▸ Items from a labeling collection:
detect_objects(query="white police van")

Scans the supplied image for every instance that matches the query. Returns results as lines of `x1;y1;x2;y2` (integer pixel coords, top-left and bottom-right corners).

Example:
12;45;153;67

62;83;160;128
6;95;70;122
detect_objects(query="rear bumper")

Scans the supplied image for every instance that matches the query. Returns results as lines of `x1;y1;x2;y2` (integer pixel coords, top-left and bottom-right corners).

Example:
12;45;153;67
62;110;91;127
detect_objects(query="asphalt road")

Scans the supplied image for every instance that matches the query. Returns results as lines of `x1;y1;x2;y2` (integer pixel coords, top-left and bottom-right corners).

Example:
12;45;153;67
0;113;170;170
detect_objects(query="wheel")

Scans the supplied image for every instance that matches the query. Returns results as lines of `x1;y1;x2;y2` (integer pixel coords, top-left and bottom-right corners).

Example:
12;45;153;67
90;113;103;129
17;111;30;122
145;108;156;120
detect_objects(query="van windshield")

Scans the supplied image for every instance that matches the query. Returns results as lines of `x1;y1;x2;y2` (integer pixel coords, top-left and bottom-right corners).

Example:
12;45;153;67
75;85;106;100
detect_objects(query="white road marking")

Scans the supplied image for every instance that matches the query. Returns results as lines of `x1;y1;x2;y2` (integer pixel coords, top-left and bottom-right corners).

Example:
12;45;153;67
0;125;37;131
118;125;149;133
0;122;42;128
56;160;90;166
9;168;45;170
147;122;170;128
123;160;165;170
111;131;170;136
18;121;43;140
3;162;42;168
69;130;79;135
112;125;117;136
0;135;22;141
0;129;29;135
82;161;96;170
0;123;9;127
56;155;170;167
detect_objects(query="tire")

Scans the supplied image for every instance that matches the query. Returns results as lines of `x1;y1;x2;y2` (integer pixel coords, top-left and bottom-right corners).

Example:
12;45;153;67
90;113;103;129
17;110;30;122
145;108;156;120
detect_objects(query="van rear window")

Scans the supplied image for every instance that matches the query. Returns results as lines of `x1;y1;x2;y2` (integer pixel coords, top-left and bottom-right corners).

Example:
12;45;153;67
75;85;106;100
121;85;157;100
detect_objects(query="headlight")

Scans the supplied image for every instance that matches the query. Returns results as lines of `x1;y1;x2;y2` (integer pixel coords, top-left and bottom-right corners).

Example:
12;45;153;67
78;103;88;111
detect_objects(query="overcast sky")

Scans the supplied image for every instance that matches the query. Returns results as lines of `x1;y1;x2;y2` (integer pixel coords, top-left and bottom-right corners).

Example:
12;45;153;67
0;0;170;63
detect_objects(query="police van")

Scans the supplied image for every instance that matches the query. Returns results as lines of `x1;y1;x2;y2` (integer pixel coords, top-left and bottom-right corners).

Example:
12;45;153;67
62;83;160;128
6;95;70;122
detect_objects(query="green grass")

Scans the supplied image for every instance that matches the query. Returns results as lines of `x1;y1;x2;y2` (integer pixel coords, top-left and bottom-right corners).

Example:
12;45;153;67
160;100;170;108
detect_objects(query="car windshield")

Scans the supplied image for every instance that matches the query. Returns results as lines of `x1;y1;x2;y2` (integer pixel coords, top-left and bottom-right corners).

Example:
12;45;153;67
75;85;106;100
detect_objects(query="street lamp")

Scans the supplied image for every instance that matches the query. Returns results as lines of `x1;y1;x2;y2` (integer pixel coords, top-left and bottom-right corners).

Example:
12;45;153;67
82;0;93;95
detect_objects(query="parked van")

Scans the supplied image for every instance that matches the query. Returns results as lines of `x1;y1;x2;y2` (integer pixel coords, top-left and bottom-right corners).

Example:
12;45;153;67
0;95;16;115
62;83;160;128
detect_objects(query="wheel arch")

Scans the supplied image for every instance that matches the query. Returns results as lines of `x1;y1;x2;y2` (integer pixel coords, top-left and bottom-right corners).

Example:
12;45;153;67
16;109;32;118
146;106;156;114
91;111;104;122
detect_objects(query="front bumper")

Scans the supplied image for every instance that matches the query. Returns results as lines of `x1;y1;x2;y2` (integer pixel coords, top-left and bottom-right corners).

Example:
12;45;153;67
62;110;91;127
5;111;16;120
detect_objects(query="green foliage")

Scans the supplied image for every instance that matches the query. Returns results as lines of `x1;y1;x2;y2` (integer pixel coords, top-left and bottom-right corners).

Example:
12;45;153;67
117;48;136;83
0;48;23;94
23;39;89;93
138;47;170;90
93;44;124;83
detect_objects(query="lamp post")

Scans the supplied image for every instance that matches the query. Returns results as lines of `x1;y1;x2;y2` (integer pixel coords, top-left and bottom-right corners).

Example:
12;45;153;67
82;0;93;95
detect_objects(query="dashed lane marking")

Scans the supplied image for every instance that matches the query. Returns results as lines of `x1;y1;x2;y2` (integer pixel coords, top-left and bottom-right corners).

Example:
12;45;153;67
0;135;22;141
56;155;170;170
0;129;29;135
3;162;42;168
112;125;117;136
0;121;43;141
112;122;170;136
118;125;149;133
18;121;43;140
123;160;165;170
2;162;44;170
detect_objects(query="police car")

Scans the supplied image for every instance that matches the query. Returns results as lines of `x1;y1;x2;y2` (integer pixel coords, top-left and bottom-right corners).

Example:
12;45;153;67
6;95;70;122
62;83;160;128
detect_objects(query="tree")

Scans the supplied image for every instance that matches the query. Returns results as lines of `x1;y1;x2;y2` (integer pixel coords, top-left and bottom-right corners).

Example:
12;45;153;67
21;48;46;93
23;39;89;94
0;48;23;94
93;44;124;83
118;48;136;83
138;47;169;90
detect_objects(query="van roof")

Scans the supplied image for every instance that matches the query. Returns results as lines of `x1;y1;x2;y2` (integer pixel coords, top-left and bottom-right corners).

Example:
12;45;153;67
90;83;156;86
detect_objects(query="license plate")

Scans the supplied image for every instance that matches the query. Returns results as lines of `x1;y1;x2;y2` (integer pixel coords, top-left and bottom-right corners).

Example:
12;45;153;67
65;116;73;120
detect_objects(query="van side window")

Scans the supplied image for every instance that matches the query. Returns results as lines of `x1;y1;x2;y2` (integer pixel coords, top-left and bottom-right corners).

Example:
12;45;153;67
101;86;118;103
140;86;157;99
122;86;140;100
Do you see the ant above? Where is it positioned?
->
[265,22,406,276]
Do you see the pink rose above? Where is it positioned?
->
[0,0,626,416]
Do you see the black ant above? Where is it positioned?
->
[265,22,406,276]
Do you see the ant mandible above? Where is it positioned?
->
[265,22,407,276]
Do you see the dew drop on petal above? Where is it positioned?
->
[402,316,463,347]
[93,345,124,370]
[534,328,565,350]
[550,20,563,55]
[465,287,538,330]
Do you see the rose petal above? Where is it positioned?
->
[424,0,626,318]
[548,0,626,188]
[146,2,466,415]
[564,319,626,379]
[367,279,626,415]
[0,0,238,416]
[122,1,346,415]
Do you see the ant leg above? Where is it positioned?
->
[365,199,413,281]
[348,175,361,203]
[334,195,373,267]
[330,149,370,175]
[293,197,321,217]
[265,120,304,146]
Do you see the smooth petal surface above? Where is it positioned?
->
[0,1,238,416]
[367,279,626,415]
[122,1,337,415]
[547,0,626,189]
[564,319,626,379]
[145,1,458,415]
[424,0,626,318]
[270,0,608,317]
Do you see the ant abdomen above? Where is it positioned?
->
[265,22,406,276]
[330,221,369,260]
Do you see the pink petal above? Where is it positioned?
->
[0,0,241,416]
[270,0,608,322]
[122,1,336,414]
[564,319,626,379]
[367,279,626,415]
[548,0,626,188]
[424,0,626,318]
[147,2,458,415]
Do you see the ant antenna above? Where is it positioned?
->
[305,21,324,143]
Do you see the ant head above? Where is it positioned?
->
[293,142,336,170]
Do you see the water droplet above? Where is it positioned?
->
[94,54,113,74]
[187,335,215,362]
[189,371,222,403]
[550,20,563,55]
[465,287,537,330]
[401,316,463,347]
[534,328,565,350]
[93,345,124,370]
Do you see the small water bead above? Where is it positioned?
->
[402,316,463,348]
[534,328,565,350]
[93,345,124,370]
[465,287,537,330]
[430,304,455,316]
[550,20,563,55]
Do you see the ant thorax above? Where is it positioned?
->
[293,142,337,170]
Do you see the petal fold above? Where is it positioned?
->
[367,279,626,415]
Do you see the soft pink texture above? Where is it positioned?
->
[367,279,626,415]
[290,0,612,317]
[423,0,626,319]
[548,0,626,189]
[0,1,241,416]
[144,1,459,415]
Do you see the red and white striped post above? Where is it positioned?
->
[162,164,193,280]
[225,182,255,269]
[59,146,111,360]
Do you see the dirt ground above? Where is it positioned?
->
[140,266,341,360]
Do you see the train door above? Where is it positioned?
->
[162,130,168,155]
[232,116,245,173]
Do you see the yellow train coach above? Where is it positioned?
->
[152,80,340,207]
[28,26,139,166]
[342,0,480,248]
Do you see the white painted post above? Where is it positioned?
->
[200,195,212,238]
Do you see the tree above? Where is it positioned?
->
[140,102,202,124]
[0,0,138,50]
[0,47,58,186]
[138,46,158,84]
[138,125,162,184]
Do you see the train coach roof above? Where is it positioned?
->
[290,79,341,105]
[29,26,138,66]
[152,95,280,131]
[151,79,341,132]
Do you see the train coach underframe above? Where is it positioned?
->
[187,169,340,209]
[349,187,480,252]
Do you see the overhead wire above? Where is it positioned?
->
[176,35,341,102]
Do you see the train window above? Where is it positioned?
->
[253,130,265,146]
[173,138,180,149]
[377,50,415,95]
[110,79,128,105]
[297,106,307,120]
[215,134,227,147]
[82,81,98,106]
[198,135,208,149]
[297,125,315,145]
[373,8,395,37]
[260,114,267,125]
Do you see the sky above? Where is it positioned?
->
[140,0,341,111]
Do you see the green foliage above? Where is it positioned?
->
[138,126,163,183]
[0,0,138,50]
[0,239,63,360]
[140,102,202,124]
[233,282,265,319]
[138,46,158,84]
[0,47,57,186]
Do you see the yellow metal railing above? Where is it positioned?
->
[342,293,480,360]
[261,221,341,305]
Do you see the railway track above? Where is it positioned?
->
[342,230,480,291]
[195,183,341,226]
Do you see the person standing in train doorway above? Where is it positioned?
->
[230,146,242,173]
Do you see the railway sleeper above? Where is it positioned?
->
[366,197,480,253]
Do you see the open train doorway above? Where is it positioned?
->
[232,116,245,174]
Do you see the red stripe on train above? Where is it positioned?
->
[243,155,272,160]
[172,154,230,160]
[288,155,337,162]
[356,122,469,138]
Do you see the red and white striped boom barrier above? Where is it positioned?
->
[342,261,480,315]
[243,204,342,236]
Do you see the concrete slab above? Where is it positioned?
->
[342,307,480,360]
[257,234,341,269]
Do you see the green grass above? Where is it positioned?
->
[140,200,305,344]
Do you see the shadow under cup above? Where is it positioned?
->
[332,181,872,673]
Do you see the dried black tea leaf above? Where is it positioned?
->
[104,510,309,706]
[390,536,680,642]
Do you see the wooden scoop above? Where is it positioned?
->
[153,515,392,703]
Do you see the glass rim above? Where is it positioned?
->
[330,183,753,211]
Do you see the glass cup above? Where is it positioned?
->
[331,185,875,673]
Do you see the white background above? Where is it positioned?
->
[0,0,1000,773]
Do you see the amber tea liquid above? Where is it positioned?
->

▸ Given exercise: Express the lines from the line with "Do you see the red and white striped boom" to the line with "[0,0,1000,773]", both included, as a numbered list, omitting blank lines.

▸ Answer in full:
1. Do you see the red and white striped boom barrier above? Where is it positioned?
2. ->
3. [342,261,480,315]
4. [243,204,342,236]
5. Do you see the concrete slab above? Where is it positioned?
6. ->
7. [342,307,480,360]
8. [257,234,341,269]
9. Do you see the green grass above? Where is it positioned?
10. ->
11. [140,200,305,344]
12. Do you see the shadow under cup above? Where is it positioned?
13. ->
14. [332,181,872,673]
15. Do you see the dried black tea leaf above? Where is it positioned?
16. ->
17. [104,510,309,706]
18. [390,536,680,642]
19. Do you see the wooden scoop above? Where is it positioned?
20. ->
21. [153,515,392,703]
22. Do you see the glass rim above? Where is it positioned?
23. ->
24. [330,183,753,211]
25. Do you see the glass cup above? Where is it positioned?
26. ->
27. [331,185,875,673]
28. Do you see the white background above? Where is it positioned?
29. ->
30. [0,0,1000,773]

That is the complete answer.